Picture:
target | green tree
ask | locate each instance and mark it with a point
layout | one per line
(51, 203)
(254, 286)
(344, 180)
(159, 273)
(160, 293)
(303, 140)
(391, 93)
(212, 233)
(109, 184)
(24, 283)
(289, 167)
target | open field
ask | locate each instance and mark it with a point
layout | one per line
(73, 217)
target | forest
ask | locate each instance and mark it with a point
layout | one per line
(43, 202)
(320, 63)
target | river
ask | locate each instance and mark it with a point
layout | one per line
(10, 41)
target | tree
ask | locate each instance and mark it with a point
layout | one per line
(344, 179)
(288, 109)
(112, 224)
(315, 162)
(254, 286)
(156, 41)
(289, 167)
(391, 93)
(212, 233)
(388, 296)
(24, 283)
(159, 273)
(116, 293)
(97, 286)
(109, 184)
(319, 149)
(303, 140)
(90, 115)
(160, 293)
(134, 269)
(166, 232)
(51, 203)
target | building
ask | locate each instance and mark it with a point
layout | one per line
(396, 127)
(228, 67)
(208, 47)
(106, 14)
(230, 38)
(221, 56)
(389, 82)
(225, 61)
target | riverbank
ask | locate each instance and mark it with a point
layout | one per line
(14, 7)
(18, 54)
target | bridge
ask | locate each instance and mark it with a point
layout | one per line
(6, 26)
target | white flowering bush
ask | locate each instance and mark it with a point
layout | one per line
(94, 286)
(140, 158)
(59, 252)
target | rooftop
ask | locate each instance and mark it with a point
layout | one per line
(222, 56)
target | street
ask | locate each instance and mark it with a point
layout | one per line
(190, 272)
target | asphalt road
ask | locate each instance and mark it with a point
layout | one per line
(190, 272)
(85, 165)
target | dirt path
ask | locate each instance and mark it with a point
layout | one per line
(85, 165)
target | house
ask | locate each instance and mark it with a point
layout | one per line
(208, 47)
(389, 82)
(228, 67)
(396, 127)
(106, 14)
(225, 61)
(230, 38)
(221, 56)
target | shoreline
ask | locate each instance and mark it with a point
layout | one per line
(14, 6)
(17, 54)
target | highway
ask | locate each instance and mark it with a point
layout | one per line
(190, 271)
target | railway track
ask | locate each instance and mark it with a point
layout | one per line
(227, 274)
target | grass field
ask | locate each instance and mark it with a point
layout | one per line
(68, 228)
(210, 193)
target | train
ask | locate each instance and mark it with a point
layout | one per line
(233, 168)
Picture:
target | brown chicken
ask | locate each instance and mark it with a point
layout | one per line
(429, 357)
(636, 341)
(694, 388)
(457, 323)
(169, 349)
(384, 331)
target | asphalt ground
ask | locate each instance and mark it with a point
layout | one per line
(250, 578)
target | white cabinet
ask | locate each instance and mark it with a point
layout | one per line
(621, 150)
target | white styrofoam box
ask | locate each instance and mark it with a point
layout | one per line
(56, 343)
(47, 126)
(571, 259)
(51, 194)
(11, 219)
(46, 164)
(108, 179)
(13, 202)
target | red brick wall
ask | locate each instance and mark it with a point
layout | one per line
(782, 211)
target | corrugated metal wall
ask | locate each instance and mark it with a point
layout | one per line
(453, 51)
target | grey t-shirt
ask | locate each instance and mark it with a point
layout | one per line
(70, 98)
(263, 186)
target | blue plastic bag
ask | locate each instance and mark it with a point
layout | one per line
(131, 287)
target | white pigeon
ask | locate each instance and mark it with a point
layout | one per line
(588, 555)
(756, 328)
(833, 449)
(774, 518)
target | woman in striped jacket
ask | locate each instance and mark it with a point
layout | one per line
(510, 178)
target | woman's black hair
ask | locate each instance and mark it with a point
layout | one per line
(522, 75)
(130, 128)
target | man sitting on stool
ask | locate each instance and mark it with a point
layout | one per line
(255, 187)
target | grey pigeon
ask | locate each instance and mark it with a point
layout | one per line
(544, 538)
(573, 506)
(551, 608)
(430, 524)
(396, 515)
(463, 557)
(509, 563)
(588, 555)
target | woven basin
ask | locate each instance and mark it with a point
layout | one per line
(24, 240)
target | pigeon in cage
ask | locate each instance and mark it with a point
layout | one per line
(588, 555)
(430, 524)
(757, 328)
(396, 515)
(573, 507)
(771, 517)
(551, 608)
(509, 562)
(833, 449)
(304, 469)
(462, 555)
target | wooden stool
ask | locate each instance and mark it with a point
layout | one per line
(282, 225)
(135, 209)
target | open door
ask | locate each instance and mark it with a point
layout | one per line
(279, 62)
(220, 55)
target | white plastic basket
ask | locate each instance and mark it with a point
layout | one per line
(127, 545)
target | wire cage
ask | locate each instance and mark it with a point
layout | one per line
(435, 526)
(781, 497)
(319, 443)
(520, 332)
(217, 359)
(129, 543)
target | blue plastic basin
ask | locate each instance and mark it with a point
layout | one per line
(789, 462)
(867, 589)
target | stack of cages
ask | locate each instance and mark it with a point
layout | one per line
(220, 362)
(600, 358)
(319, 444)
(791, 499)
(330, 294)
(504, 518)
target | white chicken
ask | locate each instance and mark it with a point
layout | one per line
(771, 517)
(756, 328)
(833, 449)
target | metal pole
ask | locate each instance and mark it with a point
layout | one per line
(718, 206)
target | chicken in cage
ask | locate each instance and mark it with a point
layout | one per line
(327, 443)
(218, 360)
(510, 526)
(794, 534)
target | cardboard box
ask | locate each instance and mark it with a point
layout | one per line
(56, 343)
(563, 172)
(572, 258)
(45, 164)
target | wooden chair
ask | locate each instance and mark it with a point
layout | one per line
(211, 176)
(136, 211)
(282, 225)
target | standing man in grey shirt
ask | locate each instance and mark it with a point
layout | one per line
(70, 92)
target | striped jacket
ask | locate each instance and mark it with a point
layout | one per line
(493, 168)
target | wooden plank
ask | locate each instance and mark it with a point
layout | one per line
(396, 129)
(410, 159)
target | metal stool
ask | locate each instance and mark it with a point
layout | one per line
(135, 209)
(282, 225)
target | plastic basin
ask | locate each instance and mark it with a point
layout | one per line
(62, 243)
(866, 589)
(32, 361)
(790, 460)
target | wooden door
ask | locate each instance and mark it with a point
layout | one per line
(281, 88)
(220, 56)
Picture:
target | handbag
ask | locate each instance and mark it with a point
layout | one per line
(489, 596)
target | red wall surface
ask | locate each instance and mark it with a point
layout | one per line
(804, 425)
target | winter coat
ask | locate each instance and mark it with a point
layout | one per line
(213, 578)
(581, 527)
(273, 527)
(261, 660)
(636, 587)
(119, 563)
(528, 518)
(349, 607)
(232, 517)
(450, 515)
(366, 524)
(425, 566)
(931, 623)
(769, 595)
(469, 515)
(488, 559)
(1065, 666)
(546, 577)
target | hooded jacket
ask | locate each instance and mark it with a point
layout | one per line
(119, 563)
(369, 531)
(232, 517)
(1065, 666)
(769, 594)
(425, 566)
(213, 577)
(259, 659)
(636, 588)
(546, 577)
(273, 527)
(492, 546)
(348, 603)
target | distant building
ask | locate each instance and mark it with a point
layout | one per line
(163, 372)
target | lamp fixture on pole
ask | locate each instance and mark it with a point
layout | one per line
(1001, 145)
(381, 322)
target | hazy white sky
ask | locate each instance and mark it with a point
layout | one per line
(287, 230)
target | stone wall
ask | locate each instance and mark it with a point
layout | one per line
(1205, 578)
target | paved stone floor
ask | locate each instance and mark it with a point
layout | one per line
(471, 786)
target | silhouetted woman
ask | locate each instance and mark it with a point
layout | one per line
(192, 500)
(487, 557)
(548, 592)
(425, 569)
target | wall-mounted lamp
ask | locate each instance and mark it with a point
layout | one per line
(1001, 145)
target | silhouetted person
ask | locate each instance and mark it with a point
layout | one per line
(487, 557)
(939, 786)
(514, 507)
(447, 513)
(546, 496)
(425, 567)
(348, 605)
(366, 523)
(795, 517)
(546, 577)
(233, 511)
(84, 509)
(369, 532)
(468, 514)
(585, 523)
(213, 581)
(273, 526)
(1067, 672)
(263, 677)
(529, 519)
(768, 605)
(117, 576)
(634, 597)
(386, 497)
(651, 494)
==========
**Task to carry out:**
Produce an exact repeat of the lines from the one containing "target | lamp fixture on pole" through the last line of the data, and nothing more.

**Exercise output:**
target | lamp fixture on pole
ask | locate each instance and mark it with a point
layout | one per line
(1001, 145)
(381, 322)
target | hazy white sky
ask | locate each instance and mark it with a point
layout | one per line
(287, 230)
target | stone wall
ask | locate each instance and mark it with a point
layout | one per line
(1205, 578)
target | paved stone floor
ask | locate each instance and mark it with a point
layout | one per line
(471, 786)
target | silhouetted woman
ask | locate each instance and mark it with a point
layout | one per line
(192, 500)
(487, 557)
(548, 592)
(425, 569)
target | wall-mounted lamp
ask | locate each instance and mark it with a point
layout | one per line
(1001, 145)
target | silhouetted person
ask | locate each instance and mark it with a point
layout | one per line
(487, 557)
(939, 786)
(514, 507)
(447, 513)
(546, 496)
(425, 567)
(348, 605)
(366, 523)
(795, 517)
(546, 577)
(233, 511)
(84, 509)
(369, 532)
(468, 514)
(585, 523)
(213, 581)
(273, 526)
(1067, 672)
(263, 677)
(529, 519)
(768, 605)
(117, 576)
(634, 597)
(386, 497)
(651, 494)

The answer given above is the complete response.